- Add the time-zone in the logs.

- Change some log-levels to "trace", although most of them are still disabled.
2023-05-11 03:10:53 +03:00 · 2023-05-11 03:10:53 +03:00 · 992d4ffd5e
parent b6e8cd1889
commit 992d4ffd5e
4 changed files with 25 additions and 23 deletions
--- a/src/main/java/eu/openaire/urls_controller/services/UrlsServiceImpl.java
+++ b/src/main/java/eu/openaire/urls_controller/services/UrlsServiceImpl.java
@ -55,6 +55,7 @@ public class UrlsServiceImpl implements UrlsService {
    private static String excludedDatasourceIDsStringList = null;

    public static final ExecutorService insertsExecutor = Executors.newFixedThreadPool(6);
+    // TODO - Unify this ExecutorService with the hash-matching executorService. Since one will ALWAYS be called after the other. So why having two ExecServices to handle?


    public UrlsServiceImpl(@Value("${services.pdfaggregation.controller.maxAttemptsPerRecord}") int maxAttemptsPerRecord, BulkImport bulkImport)
@ -127,7 +128,7 @@ public class UrlsServiceImpl implements UrlsService {


        // The "order by" in the end makes sure the older attempted records will be re-attempted after a long time.
-        //logger.debug("findAssignmentsQuery:\n" + findAssignmentsQuery); // DEBUG!
+        logger.trace("findAssignmentsQuery:\n" + findAssignmentsQuery); // DEBUG!

        final String getAssignmentsQuery = "select * from " + ImpalaConnector.databaseName + ".current_assignment";

--- a/src/main/java/eu/openaire/urls_controller/util/FileUtils.java
+++ b/src/main/java/eu/openaire/urls_controller/util/FileUtils.java
@ -117,6 +117,7 @@ public class FileUtils {
    private static final int numOfFullTextsPerBatch = 70;   // The HTTP-headers cannot be too large (It failed with 100 fileNames).

    public static final ExecutorService hashMatchingExecutor = Executors.newFixedThreadPool(6);
+    // TODO - Unify this ExecutorService with the hash-matching executorService. Since one will ALWAYS be called after the other. So why having two ExecServices to handle?


    public UploadFullTextsResponse getAndUploadFullTexts(List<UrlReport> urlReports, HttpServletRequest request, long assignmentsBatchCounter, String workerId) {
@ -173,7 +174,7 @@ public class FileUtils {

                    if ( alreadyFoundFileLocation != null ) {   // If the full-text of this record is already-found and uploaded.
                        payload.setLocation(alreadyFoundFileLocation);  // Set the location to the older identical file, which was uploaded to S3. The other file-data is identical.

DATASET CONTENT:
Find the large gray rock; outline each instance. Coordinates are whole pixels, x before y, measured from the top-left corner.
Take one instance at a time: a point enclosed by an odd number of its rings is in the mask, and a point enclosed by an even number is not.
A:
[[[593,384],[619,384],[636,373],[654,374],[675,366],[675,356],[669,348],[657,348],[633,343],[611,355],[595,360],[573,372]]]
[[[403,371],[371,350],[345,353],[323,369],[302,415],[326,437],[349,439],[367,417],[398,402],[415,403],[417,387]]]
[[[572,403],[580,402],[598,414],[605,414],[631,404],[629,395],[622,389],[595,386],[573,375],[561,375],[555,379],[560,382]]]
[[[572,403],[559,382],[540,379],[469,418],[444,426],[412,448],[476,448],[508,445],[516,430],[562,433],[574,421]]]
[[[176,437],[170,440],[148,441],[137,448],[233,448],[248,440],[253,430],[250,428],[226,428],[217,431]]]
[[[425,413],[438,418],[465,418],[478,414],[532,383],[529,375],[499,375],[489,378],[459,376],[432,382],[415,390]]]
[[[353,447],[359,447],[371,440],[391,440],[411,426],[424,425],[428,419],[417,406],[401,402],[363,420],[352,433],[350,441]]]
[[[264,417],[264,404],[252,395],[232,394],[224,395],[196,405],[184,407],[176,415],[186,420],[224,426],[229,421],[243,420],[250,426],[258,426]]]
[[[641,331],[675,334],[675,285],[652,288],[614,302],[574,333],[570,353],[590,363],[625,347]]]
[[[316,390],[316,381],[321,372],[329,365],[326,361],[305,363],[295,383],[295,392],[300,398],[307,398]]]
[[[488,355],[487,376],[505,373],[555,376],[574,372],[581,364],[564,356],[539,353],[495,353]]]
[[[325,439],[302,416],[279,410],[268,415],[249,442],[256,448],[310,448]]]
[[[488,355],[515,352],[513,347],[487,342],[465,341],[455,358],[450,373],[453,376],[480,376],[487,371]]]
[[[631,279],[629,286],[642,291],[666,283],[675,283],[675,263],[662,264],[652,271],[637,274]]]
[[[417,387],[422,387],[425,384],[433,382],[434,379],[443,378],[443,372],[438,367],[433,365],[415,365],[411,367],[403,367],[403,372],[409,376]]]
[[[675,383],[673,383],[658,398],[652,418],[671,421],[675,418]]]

DIRECTIVES:
A - Answer these questions from the commit diff:
(i) How many files, additions, and deletions does the commit report?
(ii) How many threads does the fixed thread pool for `hashMatchingExecutor` use?
(iii) What value is given to `numOfFullTextsPerBatch`, and what failed with a larger number?
B - Pick up the commit diff after its final line and carry it on.

RESPONSES PER TASK:
A -
(i) 4 changed files, 25 additions, and 23 deletions.
(ii) 6 threads.
(iii) It is set to 70. It failed with 100 fileNames because the HTTP headers cannot be too large.

B -
-                        //logger.debug("The record with ID \"" + payload.getId() + "\" has an \"alreadyRetrieved\" file, with hash \"" + fileHash + "\" and location \"" + alreadyFoundFileLocation + "\"."); // DEBUG!
+                        //logger.trace("The record with ID \"" + payload.getId() + "\" has an \"alreadyRetrieved\" file, with hash \"" + fileHash + "\" and location \"" + alreadyFoundFileLocation + "\"."); // DEBUG!
                        numFilesFoundFromPreviousAssignmentsBatches.incrementAndGet();
                        numFullTextsFound.incrementAndGet();
                        return null;   // Do not request the file from the worker, it's already uploaded. Move on. The "location" will be filled my the "setFullTextForMultiplePayloads()" method, later.
@ -332,9 +333,9 @@ public class FileUtils {
            conn.setRequestProperty("User-Agent", "UrlsController");
            conn.connect();
            int statusCode = conn.getResponseCode();
-            if ( statusCode == -1 ) {
+            if ( statusCode == -1 ) {   //  Invalid HTTP-Response.
                logger.warn("Problem when getting the \"status-code\" for url: " + requestUrl);
-                throw new RuntimeException();
+                throw new RuntimeException();   // Avoid any other batches.
            } else if ( statusCode != 200 ) {
                logger.warn("HTTP-" + statusCode + ": " + getMessageFromResponseBody(conn, true) + "\n\nProblem when requesting the ZstdFile of batch_" + batchNum + " from the Worker with ID \"" + workerId + "\" and requestUrl: " + requestUrl);
                if ( (statusCode >= 500) && (statusCode <= 599) )
--- a/src/main/java/eu/openaire/urls_controller/util/ParquetFileUtils.java
+++ b/src/main/java/eu/openaire/urls_controller/util/ParquetFileUtils.java
@ -110,7 +110,7 @@ public class ParquetFileUtils {
        else    // At this point, all credential-checks have been made and there is no way the Controller can continue.
            throw new RuntimeException("No hdfs-credentials were given, in any form!");

-        //logger.debug("\"hdfsHttpAuthString\":   " + this.hdfsHttpAuthString);    // DEBUG!
+        //logger.trace("\"hdfsHttpAuthString\":   " + this.hdfsHttpAuthString);    // DEBUG!

        if ( ! parquetBaseDirectoryPath.endsWith(File.separator) )
            this.parquetBaseLocalDirectoryPath = parquetBaseDirectoryPath + File.separator;
@ -241,11 +241,11 @@ public class ParquetFileUtils {
        }

        String fileName = UrlsServiceImpl.assignmentsBatchCounter.get() + "_attempts_" + attemptsIncNum + ".parquet";
-        //logger.debug("Going to write " + recordsSize + " attempt-records to the parquet file: " + fileName);    // DEBUG!
+        //logger.trace("Going to write " + recordsSize + " attempt-records to the parquet file: " + fileName);    // DEBUG!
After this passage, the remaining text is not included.